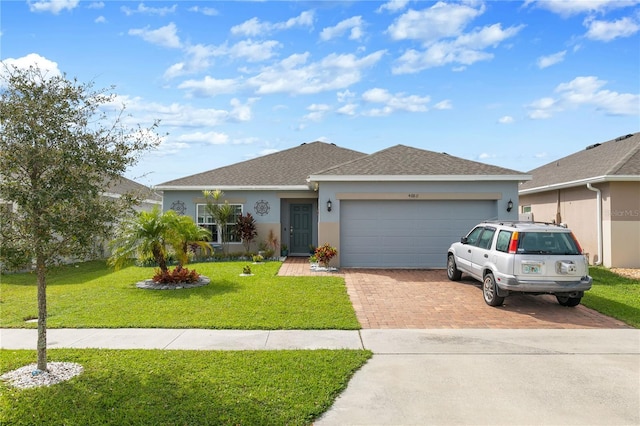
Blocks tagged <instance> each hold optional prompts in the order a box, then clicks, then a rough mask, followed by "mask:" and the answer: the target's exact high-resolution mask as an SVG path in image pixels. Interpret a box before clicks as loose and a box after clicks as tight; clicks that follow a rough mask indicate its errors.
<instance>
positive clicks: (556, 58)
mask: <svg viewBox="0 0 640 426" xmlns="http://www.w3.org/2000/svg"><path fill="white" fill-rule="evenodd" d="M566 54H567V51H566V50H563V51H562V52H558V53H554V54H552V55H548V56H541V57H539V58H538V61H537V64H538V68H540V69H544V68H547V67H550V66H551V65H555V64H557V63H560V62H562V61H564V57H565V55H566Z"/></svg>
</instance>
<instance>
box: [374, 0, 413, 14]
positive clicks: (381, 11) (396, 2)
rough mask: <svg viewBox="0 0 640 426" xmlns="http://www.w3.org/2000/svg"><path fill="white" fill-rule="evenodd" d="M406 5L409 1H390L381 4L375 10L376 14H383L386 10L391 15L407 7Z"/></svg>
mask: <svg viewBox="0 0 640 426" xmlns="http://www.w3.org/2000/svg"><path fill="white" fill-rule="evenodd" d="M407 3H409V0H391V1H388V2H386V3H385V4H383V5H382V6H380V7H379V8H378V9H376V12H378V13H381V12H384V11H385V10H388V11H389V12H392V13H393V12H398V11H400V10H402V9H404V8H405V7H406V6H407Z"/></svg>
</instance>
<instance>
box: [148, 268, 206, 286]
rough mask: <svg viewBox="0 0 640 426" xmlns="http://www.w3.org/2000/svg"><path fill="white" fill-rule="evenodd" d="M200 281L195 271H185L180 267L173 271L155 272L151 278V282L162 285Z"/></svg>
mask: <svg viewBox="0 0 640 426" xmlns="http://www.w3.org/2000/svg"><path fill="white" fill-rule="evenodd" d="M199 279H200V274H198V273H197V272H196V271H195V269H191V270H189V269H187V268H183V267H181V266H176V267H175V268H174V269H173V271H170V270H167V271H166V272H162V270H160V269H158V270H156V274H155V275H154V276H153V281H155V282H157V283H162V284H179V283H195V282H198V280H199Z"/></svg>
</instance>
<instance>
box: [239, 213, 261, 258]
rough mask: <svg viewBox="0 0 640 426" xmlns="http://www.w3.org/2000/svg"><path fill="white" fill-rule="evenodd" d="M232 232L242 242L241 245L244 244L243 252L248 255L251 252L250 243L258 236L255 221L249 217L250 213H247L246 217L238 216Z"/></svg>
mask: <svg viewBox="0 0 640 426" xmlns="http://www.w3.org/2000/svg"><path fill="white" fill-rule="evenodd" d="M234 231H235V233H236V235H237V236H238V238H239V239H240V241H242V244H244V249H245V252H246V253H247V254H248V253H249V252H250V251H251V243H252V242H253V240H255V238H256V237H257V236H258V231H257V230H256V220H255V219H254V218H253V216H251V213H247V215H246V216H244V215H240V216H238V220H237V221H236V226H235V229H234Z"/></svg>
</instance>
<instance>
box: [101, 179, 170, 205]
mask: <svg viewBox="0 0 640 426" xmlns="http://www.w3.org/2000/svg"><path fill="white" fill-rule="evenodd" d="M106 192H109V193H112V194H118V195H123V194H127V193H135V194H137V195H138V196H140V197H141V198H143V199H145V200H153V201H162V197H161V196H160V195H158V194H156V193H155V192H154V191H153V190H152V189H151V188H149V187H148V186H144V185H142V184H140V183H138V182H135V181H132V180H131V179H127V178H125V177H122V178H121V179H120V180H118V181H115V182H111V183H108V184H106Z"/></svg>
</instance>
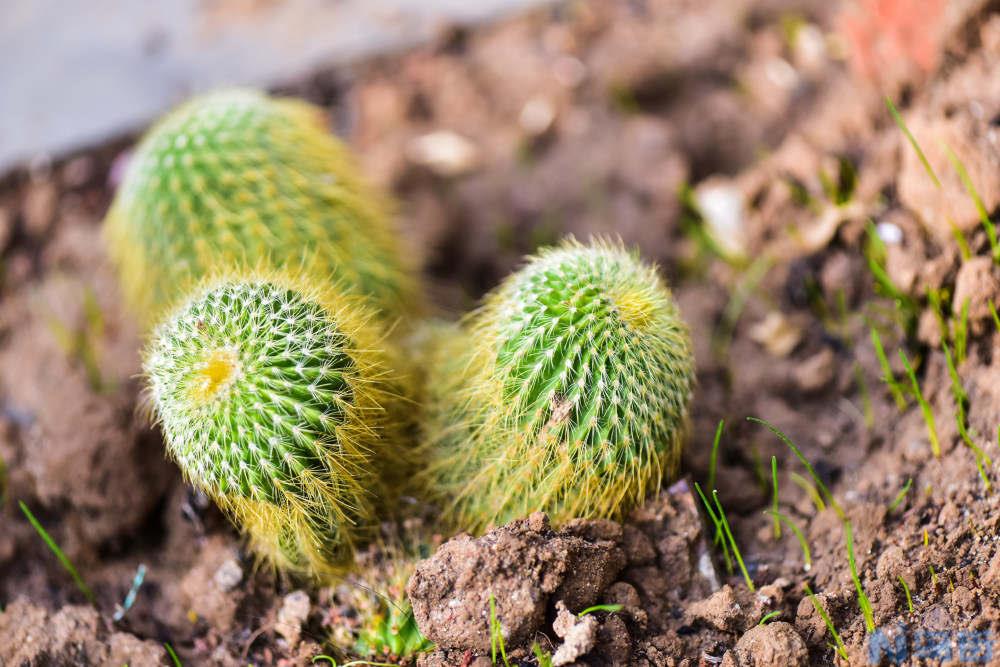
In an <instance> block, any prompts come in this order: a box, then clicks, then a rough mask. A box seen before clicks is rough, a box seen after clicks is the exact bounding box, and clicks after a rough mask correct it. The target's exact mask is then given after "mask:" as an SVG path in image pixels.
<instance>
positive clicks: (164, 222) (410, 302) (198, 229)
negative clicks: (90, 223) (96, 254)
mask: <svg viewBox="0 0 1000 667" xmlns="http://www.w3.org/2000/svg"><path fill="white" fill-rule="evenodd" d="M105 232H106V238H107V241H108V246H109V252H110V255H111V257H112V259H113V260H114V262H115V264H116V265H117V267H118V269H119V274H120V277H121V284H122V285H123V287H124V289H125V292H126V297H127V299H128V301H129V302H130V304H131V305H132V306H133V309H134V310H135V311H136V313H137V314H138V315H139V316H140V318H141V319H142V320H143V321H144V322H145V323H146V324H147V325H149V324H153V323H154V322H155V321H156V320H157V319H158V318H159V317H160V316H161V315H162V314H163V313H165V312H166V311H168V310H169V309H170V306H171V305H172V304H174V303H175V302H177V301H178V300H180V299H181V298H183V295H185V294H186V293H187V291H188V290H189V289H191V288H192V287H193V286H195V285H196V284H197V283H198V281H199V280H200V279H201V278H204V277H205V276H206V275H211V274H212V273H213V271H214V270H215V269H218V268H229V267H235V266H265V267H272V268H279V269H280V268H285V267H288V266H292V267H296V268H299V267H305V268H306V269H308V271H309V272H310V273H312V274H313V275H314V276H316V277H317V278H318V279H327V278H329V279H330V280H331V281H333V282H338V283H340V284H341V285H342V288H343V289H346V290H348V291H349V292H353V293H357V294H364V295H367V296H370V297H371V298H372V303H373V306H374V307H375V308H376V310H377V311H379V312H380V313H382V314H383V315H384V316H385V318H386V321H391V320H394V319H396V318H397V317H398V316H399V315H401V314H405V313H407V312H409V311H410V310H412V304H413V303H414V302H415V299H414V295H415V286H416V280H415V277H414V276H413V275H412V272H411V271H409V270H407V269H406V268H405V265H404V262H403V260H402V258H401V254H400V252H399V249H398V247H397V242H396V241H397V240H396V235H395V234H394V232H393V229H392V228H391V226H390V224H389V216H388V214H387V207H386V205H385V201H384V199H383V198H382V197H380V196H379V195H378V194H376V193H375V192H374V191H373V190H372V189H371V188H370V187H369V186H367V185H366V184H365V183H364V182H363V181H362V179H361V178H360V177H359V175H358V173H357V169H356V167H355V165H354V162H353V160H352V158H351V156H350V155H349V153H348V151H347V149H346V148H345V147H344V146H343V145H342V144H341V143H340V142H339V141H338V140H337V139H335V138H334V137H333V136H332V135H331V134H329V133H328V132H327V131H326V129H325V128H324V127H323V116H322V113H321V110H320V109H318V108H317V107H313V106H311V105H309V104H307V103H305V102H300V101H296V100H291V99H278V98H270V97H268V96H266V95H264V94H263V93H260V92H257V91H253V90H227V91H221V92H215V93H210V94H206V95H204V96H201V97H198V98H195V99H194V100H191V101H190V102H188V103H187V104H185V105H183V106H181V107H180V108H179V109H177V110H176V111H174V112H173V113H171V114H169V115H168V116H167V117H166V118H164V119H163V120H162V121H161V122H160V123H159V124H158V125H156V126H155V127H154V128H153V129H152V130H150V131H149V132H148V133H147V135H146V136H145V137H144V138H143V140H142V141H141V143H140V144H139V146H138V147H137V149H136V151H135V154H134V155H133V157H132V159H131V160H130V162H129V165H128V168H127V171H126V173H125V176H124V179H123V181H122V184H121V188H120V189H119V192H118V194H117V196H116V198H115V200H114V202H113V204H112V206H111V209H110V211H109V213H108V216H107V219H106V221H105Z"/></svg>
* * *
Task to carry out ▸ The data above must be copied exactly. Leave out the pictures.

Solution to the problem ▸
Blocks tagged <instance> each hold optional prompts in the order a box, then clicks, then a rough mask, followed by "mask:" and the answer: the target's exact high-resolution mask as an SVG path in image pixels. Interpret a box before clicks as loose and a box after clicks as tight; clicks that follow a rough mask indicate its errors.
<instance>
positive clicks: (556, 58)
mask: <svg viewBox="0 0 640 426" xmlns="http://www.w3.org/2000/svg"><path fill="white" fill-rule="evenodd" d="M566 54H567V51H566V50H563V51H562V52H558V53H554V54H552V55H548V56H541V57H539V58H538V61H537V64H538V68H540V69H544V68H547V67H550V66H551V65H555V64H557V63H560V62H562V61H564V57H565V55H566Z"/></svg>
</instance>
<instance>
box: [374, 0, 413, 14]
positive clicks: (381, 11) (396, 2)
rough mask: <svg viewBox="0 0 640 426" xmlns="http://www.w3.org/2000/svg"><path fill="white" fill-rule="evenodd" d="M406 5L409 1H390L381 4L375 10L376 14H383L386 10L391 15L407 7Z"/></svg>
mask: <svg viewBox="0 0 640 426" xmlns="http://www.w3.org/2000/svg"><path fill="white" fill-rule="evenodd" d="M407 3H409V0H391V1H388V2H386V3H385V4H383V5H382V6H380V7H379V8H378V9H376V12H378V13H381V12H384V11H385V10H388V11H389V12H392V13H393V12H398V11H400V10H402V9H404V8H405V7H406V6H407Z"/></svg>
</instance>
<instance>
box: [148, 268, 206, 286]
rough mask: <svg viewBox="0 0 640 426" xmlns="http://www.w3.org/2000/svg"><path fill="white" fill-rule="evenodd" d="M200 281L195 271H185L180 267L173 271L155 272L151 278V282L162 285Z"/></svg>
mask: <svg viewBox="0 0 640 426" xmlns="http://www.w3.org/2000/svg"><path fill="white" fill-rule="evenodd" d="M199 279H200V274H198V273H197V272H196V271H195V269H191V270H189V269H187V268H183V267H181V266H176V267H175V268H174V269H173V271H170V270H167V271H166V272H162V270H160V269H158V270H156V274H155V275H154V276H153V281H155V282H157V283H162V284H179V283H195V282H198V280H199Z"/></svg>
</instance>
<instance>
box: [239, 213, 261, 258]
rough mask: <svg viewBox="0 0 640 426" xmlns="http://www.w3.org/2000/svg"><path fill="white" fill-rule="evenodd" d="M232 232L242 242L241 245L244 244L243 252L248 255L251 252L250 243L258 236L255 221L249 217L250 213H247L246 217L238 216Z"/></svg>
mask: <svg viewBox="0 0 640 426" xmlns="http://www.w3.org/2000/svg"><path fill="white" fill-rule="evenodd" d="M234 231H235V233H236V235H237V236H238V238H239V239H240V241H242V244H244V249H245V252H246V253H247V254H248V253H249V252H250V251H251V243H252V242H253V240H255V238H256V237H257V236H258V231H257V230H256V220H255V219H254V218H253V216H251V213H247V215H246V216H244V215H240V216H238V220H237V221H236V226H235V229H234Z"/></svg>
</instance>
<instance>
box: [101, 179, 170, 205]
mask: <svg viewBox="0 0 640 426" xmlns="http://www.w3.org/2000/svg"><path fill="white" fill-rule="evenodd" d="M106 192H109V193H112V194H118V195H123V194H127V193H135V194H137V195H138V196H140V197H141V198H143V199H145V200H153V201H162V197H161V196H160V195H158V194H156V193H155V192H154V191H153V190H152V189H151V188H149V187H148V186H144V185H142V184H140V183H138V182H135V181H132V180H131V179H127V178H125V177H122V178H121V179H120V180H118V181H115V182H111V183H108V184H106Z"/></svg>
</instance>
In an <instance> block, any prompts come in this order: a box, then clicks, then a rough mask. A box seen before clicks is rough, a box seen after clicks is the exact bounding box, and clicks after a rough mask correct it. The target's exact mask is then given after "mask:" as an SVG path in image pixels.
<instance>
positive clicks: (164, 222) (410, 302) (198, 229)
negative clicks: (90, 223) (96, 254)
mask: <svg viewBox="0 0 1000 667" xmlns="http://www.w3.org/2000/svg"><path fill="white" fill-rule="evenodd" d="M105 232H106V238H107V241H108V246H109V252H110V255H111V257H112V259H113V260H114V262H115V264H116V265H117V267H118V269H119V274H120V277H121V284H122V285H123V287H124V289H125V292H126V297H127V299H128V301H129V302H130V304H131V305H132V306H133V309H134V310H135V311H136V313H137V314H138V315H139V316H140V318H141V319H142V320H143V321H144V322H145V323H146V324H147V325H149V324H153V323H154V322H155V321H156V320H157V319H158V318H159V317H160V316H161V315H162V314H163V313H165V312H166V311H168V310H169V309H170V306H171V305H172V304H174V303H175V302H177V301H178V300H180V299H181V298H183V295H185V294H186V293H187V291H188V290H189V289H191V288H192V287H193V286H195V285H196V284H197V283H198V281H199V280H200V279H201V278H204V277H205V276H206V275H211V274H212V273H213V271H214V270H215V269H218V268H229V267H235V266H265V267H272V268H279V269H280V268H285V267H288V266H292V267H296V268H299V267H305V268H306V269H308V271H309V272H310V273H312V274H313V275H314V276H316V277H317V278H318V279H327V278H329V279H330V280H331V281H333V282H338V283H340V284H341V285H342V288H343V289H346V290H348V291H349V292H353V293H357V294H364V295H367V296H370V297H371V298H372V303H373V306H374V307H375V308H376V310H377V311H379V312H380V313H382V314H383V315H384V316H385V318H386V321H391V320H394V319H396V318H397V317H398V316H399V315H401V314H405V313H407V312H409V311H410V310H412V304H413V303H414V302H415V299H414V295H415V286H416V280H415V277H414V276H413V275H412V272H411V271H409V270H407V269H406V268H405V265H404V262H403V260H402V258H401V254H400V252H399V249H398V247H397V242H396V241H397V240H396V235H395V234H394V232H393V229H392V228H391V226H390V224H389V216H388V214H387V207H386V205H385V201H384V199H383V198H382V197H380V196H379V195H378V194H376V193H375V192H374V191H373V190H372V189H371V188H370V187H369V186H367V185H366V184H365V183H364V182H363V181H362V179H361V178H360V177H359V175H358V173H357V169H356V167H355V165H354V162H353V160H352V158H351V156H350V155H349V153H348V151H347V149H346V148H345V147H344V146H343V145H342V144H341V143H340V142H339V141H338V140H337V139H335V138H334V137H333V136H332V135H331V134H329V133H328V132H327V131H326V129H325V128H324V127H323V116H322V113H321V110H320V109H318V108H317V107H313V106H311V105H309V104H307V103H305V102H300V101H296V100H291V99H278V98H270V97H268V96H266V95H264V94H263V93H260V92H257V91H253V90H227V91H221V92H215V93H210V94H206V95H204V96H201V97H198V98H195V99H194V100H191V101H190V102H188V103H187V104H185V105H183V106H181V107H180V108H179V109H177V110H176V111H174V112H173V113H171V114H169V115H168V116H167V117H166V118H164V119H163V120H162V121H161V122H160V123H159V124H158V125H156V126H155V127H154V128H153V129H152V130H150V131H149V132H148V133H147V135H146V136H145V137H144V138H143V140H142V141H141V143H140V144H139V146H138V147H137V149H136V151H135V154H134V155H133V157H132V159H131V160H130V162H129V165H128V168H127V171H126V173H125V176H124V179H123V181H122V184H121V188H120V189H119V192H118V194H117V196H116V198H115V200H114V202H113V204H112V206H111V209H110V211H109V213H108V216H107V219H106V221H105Z"/></svg>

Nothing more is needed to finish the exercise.